Directions for this task :: Write the records out once more, so that nothing differs from the original.

── Input ──

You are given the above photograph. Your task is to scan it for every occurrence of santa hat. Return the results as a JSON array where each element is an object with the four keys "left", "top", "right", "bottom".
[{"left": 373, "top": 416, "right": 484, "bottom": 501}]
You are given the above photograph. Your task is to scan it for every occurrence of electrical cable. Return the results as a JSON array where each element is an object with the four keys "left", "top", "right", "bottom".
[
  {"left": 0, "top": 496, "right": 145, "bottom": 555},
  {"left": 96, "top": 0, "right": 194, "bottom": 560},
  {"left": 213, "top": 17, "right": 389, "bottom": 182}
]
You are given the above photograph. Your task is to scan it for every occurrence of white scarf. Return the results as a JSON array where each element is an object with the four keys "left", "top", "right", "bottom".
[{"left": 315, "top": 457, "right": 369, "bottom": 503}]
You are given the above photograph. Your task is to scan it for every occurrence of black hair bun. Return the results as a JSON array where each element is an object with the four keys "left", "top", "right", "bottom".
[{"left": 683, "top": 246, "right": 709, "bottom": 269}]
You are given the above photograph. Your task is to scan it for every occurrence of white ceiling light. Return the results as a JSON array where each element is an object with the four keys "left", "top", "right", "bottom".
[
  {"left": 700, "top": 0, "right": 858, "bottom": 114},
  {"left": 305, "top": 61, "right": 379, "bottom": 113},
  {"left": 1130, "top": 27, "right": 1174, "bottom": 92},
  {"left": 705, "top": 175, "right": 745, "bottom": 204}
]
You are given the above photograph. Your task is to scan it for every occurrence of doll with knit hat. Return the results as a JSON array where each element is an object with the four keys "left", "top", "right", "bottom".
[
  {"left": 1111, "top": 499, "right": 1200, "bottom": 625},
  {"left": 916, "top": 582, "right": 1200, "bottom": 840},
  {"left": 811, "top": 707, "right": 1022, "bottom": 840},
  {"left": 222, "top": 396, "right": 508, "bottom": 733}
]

───

Output of the exercise ::
You are given the above photograph. Your task is to scan it for every occurrence of santa hat. Return the results as a JSON array where each element is an object with the four keys "left", "top", "right", "bottom".
[{"left": 373, "top": 416, "right": 484, "bottom": 501}]
You are given the above photograph. Your task is to scan it for every occurrence of electrical cable. Return the results as a JSON array where each element is an object with the four keys "left", "top", "right", "bottom".
[
  {"left": 0, "top": 496, "right": 145, "bottom": 555},
  {"left": 96, "top": 0, "right": 194, "bottom": 560},
  {"left": 213, "top": 17, "right": 389, "bottom": 182}
]
You are given the above photograph. Your task is to scan it for every occurrence of white scarf. Return the results as a JSON array where each element is an object with the four keys "left", "top", "right", "bottom".
[{"left": 315, "top": 457, "right": 369, "bottom": 503}]
You are given the above photograph. Your task is to scan it for every occurrence of black hair bun. Return the results as a JSON array where each element is an object with the four keys "left", "top", "right", "bottom".
[{"left": 683, "top": 246, "right": 709, "bottom": 269}]
You are given the above photograph. Your task is to scan it for every occurrence of white ceiling light. Return the results as a JSON array where each element is an object with the four keys "left", "top", "right", "bottom".
[
  {"left": 700, "top": 0, "right": 858, "bottom": 114},
  {"left": 305, "top": 61, "right": 379, "bottom": 113},
  {"left": 1130, "top": 27, "right": 1174, "bottom": 92},
  {"left": 705, "top": 175, "right": 745, "bottom": 204}
]
You are given the above photograph. Your task is to scan it for every occurrence of doll with knit hat. Return the results as a JSON array where each element is an object with the four keys "left", "top", "right", "bottom".
[
  {"left": 1111, "top": 499, "right": 1200, "bottom": 625},
  {"left": 916, "top": 582, "right": 1200, "bottom": 840},
  {"left": 811, "top": 707, "right": 1022, "bottom": 840},
  {"left": 222, "top": 396, "right": 508, "bottom": 733}
]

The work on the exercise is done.